*Exercise materials*:
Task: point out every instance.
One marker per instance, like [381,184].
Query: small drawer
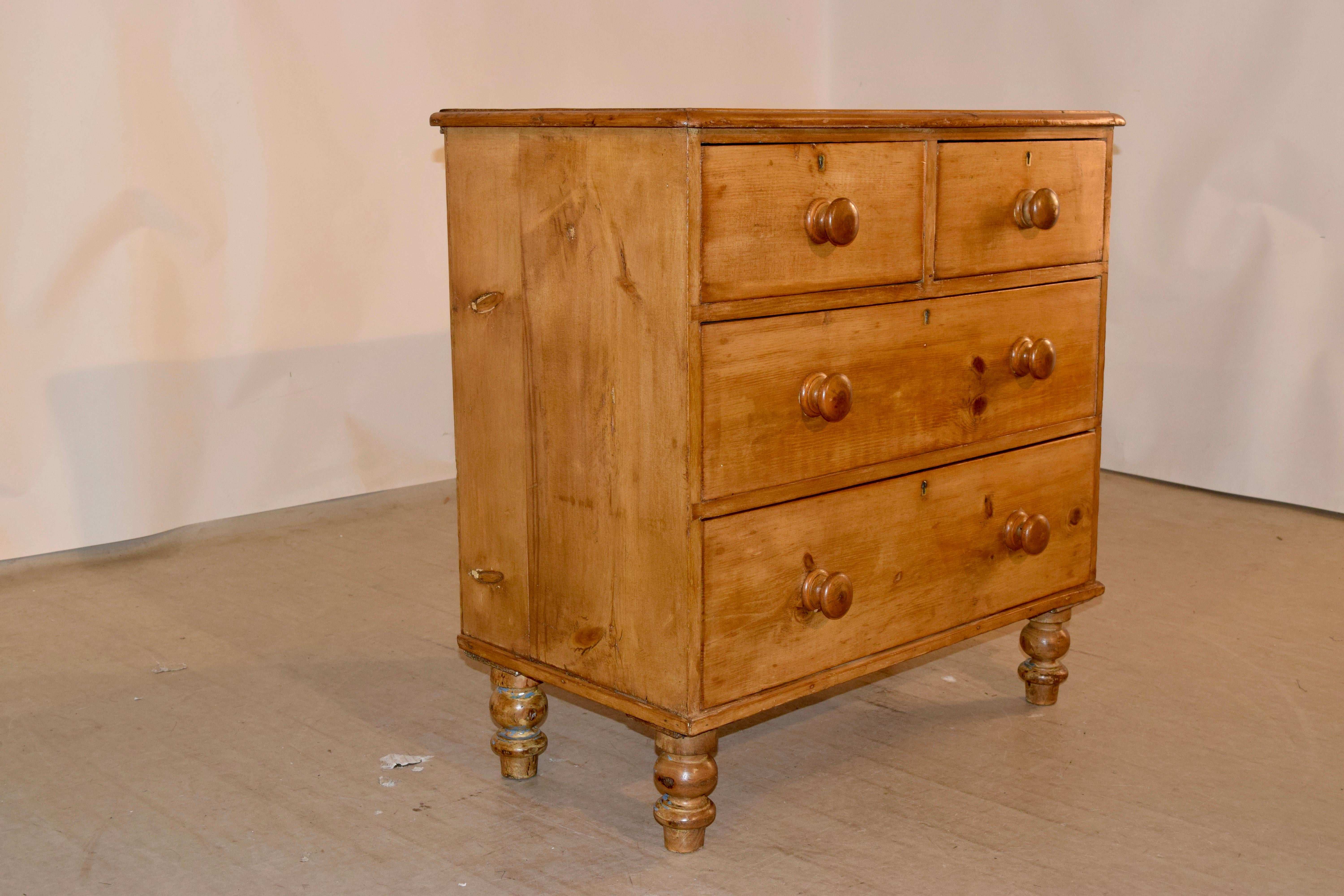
[917,377]
[923,554]
[755,214]
[980,186]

*Short problem*: Present the lines above as a numbered list, skipping blank lines and leaving out the picture.

*The answer*:
1. Task: point out every instance.
2. One marker per instance, like [381,184].
3. Query: small drawer
4. [917,377]
5. [923,554]
6. [755,214]
7. [980,186]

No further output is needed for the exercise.